[BEGIN Extracted information]

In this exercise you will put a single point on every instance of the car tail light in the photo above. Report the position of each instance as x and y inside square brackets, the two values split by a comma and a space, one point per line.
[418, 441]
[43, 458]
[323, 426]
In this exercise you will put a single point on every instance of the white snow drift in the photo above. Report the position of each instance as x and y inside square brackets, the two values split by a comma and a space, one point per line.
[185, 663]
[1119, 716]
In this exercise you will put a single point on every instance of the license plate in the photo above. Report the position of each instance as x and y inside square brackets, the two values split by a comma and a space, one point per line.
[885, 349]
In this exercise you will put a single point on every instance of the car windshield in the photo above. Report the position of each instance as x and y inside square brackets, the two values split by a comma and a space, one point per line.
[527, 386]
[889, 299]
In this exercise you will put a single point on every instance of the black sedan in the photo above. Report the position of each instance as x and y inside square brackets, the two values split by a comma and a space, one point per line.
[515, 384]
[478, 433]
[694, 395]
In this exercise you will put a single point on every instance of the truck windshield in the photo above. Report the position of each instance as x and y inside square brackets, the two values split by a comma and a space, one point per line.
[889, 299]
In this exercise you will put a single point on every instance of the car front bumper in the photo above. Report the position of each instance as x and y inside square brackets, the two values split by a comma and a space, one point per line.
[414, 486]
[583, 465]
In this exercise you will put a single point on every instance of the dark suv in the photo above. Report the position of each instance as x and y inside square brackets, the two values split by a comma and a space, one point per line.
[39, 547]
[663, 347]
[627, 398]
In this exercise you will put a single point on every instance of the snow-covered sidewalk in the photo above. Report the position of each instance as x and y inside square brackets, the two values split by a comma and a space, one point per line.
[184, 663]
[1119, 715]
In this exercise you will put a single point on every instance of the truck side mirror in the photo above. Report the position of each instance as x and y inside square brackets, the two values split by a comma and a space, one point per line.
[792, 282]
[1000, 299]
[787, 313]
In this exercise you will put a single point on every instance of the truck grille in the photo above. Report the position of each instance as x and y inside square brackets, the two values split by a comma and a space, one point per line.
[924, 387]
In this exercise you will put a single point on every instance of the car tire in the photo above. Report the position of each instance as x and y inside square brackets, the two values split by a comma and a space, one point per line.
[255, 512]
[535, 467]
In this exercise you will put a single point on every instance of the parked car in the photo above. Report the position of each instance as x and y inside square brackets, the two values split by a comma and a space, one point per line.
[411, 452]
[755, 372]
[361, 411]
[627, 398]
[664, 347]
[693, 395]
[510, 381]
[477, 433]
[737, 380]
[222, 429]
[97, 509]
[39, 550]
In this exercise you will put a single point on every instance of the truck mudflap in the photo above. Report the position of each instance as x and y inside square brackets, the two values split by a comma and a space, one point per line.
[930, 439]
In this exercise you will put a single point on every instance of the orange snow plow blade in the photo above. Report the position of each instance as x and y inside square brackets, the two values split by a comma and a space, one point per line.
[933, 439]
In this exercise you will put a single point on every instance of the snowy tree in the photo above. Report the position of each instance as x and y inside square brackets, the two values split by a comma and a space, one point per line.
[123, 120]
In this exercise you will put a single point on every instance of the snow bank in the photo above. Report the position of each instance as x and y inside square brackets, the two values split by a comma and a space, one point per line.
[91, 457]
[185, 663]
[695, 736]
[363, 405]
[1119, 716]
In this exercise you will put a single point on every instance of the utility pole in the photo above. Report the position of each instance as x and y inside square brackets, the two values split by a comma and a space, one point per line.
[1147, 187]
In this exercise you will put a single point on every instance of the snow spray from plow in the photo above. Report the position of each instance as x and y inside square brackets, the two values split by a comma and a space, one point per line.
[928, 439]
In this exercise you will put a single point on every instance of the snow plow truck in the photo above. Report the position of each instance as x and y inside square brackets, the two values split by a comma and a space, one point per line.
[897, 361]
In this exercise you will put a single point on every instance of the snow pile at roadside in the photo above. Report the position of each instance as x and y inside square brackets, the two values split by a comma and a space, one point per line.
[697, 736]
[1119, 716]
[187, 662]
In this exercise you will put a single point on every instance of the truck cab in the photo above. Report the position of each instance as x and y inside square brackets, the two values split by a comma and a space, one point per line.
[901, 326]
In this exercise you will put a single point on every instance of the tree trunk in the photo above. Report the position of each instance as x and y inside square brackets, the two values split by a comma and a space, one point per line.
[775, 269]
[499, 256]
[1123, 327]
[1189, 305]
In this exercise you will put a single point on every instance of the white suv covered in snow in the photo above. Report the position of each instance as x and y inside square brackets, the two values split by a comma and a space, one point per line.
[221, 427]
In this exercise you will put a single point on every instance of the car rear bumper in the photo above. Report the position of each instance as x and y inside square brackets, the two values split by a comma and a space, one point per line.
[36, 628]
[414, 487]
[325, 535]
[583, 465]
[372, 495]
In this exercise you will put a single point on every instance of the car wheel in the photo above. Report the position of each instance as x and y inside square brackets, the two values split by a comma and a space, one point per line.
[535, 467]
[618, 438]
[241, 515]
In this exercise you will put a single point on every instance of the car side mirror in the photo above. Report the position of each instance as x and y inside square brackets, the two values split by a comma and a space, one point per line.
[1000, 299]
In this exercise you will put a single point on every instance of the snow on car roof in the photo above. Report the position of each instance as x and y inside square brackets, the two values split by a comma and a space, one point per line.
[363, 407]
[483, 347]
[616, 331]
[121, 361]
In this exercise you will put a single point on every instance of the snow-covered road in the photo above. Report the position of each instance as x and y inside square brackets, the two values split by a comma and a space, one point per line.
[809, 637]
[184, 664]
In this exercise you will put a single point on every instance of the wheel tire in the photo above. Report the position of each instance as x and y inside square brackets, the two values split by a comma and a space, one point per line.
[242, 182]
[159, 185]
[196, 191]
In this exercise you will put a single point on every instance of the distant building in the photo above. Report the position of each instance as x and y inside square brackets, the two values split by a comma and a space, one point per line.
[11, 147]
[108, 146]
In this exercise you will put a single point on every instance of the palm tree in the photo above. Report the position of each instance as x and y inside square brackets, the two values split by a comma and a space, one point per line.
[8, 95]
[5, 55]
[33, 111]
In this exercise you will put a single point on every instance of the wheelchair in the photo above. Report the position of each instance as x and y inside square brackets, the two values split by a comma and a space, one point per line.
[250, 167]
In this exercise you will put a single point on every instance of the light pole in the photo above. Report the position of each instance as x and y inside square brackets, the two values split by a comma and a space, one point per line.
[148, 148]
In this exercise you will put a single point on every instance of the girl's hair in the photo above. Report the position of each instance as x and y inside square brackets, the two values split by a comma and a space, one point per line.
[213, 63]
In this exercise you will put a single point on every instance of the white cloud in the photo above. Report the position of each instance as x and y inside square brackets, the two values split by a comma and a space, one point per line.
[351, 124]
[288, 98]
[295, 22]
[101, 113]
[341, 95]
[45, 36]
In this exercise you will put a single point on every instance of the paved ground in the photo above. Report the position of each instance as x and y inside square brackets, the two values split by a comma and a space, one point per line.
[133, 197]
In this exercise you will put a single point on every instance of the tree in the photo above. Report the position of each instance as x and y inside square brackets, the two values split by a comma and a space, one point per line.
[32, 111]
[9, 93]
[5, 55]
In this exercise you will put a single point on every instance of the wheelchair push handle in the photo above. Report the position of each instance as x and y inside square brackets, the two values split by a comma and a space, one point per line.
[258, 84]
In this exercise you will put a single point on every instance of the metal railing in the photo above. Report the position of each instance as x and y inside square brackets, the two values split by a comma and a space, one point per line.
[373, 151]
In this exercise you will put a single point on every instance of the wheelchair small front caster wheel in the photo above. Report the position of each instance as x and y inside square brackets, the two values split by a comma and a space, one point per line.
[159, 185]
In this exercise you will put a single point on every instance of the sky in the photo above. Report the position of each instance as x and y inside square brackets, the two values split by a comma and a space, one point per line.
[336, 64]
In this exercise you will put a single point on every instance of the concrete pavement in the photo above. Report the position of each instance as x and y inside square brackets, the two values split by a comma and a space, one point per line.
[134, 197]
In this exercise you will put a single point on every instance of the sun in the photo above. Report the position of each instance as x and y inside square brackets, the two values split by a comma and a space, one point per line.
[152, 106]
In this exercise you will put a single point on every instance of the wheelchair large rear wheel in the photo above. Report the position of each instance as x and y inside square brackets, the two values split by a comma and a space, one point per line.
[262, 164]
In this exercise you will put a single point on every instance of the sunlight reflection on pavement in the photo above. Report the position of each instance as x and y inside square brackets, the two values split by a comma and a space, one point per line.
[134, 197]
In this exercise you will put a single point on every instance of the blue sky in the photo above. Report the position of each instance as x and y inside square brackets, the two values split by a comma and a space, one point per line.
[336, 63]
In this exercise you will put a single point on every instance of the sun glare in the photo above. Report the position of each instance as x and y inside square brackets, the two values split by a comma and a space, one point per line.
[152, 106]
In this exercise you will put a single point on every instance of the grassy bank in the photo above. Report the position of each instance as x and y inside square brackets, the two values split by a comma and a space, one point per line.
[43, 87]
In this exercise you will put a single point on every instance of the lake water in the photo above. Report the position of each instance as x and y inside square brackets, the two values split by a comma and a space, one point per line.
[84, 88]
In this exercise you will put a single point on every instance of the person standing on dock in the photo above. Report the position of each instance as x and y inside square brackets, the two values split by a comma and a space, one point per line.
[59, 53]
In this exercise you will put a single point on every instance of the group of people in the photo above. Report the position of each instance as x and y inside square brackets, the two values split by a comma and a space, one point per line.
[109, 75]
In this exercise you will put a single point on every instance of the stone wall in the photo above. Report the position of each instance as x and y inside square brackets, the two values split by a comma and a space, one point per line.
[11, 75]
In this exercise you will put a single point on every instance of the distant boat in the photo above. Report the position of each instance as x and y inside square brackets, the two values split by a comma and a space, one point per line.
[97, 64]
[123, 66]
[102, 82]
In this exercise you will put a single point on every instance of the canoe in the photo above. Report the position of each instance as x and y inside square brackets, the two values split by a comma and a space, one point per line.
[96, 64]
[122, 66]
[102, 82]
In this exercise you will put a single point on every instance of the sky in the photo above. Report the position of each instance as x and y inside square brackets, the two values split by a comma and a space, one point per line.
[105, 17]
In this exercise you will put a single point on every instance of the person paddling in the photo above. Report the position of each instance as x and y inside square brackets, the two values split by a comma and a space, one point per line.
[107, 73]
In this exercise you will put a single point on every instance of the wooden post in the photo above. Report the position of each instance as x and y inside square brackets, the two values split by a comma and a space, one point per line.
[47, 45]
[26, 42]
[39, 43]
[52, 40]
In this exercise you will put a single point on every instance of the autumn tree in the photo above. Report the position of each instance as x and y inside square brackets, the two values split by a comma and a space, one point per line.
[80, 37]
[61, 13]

[END Extracted information]

Each line from the one containing "of the canoe" to the end of the records should be echoed exactly, and no other line.

In this exercise you will put a single point on every instance of the canoe in the photo above. Report the position of each instance as x and y inside square brackets, the two values split by a comma and a space, one point per line.
[96, 64]
[122, 66]
[102, 82]
In this exercise you will put a single point on every instance of the sky in the photo above. Report the position of each instance as x and y inside square brackets, the two values split by a comma and a space, one point per line.
[105, 17]
In this exercise you will put a single point on every instance of the person paddling in the photo above. Report the position of each instance as x and y inside square brackets, the two values split by a comma and a space, one point per line.
[107, 73]
In this exercise you will put a single point on every instance of the wooden post in the photo above. Report the position of each instance as x and y inside square brackets, the two values split by a comma and a space, one point per line.
[47, 45]
[26, 42]
[39, 43]
[52, 40]
In this exercise you will put a single point on every instance of the autumn tree in the photo above. Report the position of each instance as x and y inside square brackets, the two values split by a comma and a space, one point per line.
[80, 37]
[61, 13]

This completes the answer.